Эпиграф ко второй части «Остановленного мира» также связан с литературой. Макушин-ский вспоминает фрагмент письма Л. Н. Толстого к А. А. Фету от 28–29 апреля 1876 года, их «“домашние” понятия» [Самойлова 2007: 93]: «…настоящие люди, с которыми я сходился в жизни, несмотря на здравое отношение к жизни, всегда стоят на самом краюшке и ясно видят жизнь только оттого, что глядят то в нирвану, в беспредельность, неизвестность, то в сансару, и этот взгляд в нирвану укрепляет зрение» [Толстой 1978: 447]. В письме от 30 января 1873 г. тому же адресату Л. Н. Толстой писал о нирване так: «О Нирване смеяться нечего и тем более сердиться. Всем нам (мне, по крайней мере, я чувствую) она интереснее гораздо, чем жизнь, но я согласен, что, сколько бы я о ней ни думал, я ничего не придумаю другого, как то, что эта Нирвана – ничто. Я стою только за одно – за религиозное уважение – ужас к этой Нирване» [там же: 421–422]. Чуть ранее, в первой части, в главе «Одумайтесь!», Макушинский осмысляет расхождения в переводе и понимании Толстым работы Соэна Сяку «Буддистский взгляд на войну». Там, где речь шла о необходимости видеть даже на войне недифференцированную, не отделяющую одну личность от другой глубину, Толстой увидел отделение правых от неправых и апологию войны: «как будто никогда не существовало христианского и буддийского учения о единстве человеческого духа, о братстве людей, о любви, сострадании, о неприкосновенности жизни человеческой» [Толстой 1904: 57]. Кроме того, во время сессина и мытья посуды в медитативной сосредоточенности на буддийском хуторе автор вспоминает эпизод из «Анны Карениной», где Левин при косьбе с мужиками ощущает некую внешнюю, внесознательную силу, которая управляет их работой [Толстой 1970: 215]. Л. Н. Толстого автор вспоминает и в связке с И. А. Буниным, обозначая схожую внесубъек-тивную эстетизацию мгновений земной жизни, «зарниц счастья» (308), у того и другого. Подоб- но А. Л. Иванченко, А. А. Макушинский обнаруживает у Толстого и Бунина аспекты восточного мировосприятия. Вспоминая Толстого и других писателей, автор как бы проговаривает укорененность буддизма в русской культуре.

* _ЦЕЛЬ ЗАДАНИЯ_
Можете продолжить текст о толстовских мотивах в «Остановленном мире» Макушинского, начиная сразу после его последнего предложения? Сохранённые позиции здесь никакой роли не играют.

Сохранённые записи
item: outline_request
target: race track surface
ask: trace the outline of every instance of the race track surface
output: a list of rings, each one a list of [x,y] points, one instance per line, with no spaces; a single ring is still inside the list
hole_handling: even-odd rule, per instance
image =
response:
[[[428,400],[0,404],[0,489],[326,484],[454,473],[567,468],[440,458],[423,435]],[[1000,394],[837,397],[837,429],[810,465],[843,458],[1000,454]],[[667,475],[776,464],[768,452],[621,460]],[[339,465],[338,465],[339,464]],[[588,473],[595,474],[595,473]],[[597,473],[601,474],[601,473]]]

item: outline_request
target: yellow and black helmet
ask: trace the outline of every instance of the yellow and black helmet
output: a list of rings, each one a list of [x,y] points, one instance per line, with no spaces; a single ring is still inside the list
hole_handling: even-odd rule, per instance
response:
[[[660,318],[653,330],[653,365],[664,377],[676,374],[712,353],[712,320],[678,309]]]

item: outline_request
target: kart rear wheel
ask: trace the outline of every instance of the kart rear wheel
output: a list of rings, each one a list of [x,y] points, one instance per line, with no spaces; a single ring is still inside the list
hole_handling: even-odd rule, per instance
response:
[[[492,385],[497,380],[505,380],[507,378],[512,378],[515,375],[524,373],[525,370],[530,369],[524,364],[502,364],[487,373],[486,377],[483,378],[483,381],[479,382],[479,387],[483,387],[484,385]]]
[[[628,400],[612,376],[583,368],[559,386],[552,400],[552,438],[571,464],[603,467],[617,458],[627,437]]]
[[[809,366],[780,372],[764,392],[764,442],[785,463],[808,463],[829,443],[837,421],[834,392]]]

* _ОЖИДАЕМЫЙ ОТВЕТ_
Как и для А. Л. Иванченко (цикл эссе «“Homo Mysticus”. Сутры солнечного удара»), для автора «Остановленного мира» литература становится частью духовного пути писателя [Иванченко]. Но, в отличие от Иванченко, Макушинский выбирает путь только писателя: он превращает строки О. Э. Мандельштама из стихотворения «Равноденствие» [Мандельштам 1993: 103] в мантру, и они ему оказываются «всякого буддизма важней, и всякого дацана нужней» (74). Выбирая между сатори и хорошим стихотворением, он выбирает второе (205–206); говоря о буддизме ушедшего от творчества фотографа Ф. Дртикола, автор замечает, что «хотел бы писать до последнего дня своей жизни» (242). А. Л. Иванченко говорит о соединении религиозного и художественного творчества, ищет срединный путь между различными метафизическими молчаниями творца, для автора «Остановленного мира» дзадзэн – это просто в том числе возможность «домолчаться» до слов, до творчества, нечто, что еще и способствует концентрации сознания. Вместе с тем автор в романе отмечает, что тот, кто стремится стать художником, пытается обрести свободу от «я», от эгоизма, и это схоже с тем, кто старается находиться в состоянии присутствия и просто наблюдать (235). Тина, вспоминая Анри Картье-Брессона, говорит, что «забвение себя самого», «свобода от собственной жизни способна придать <…> снимкам» (298) необходимую простоту выражения.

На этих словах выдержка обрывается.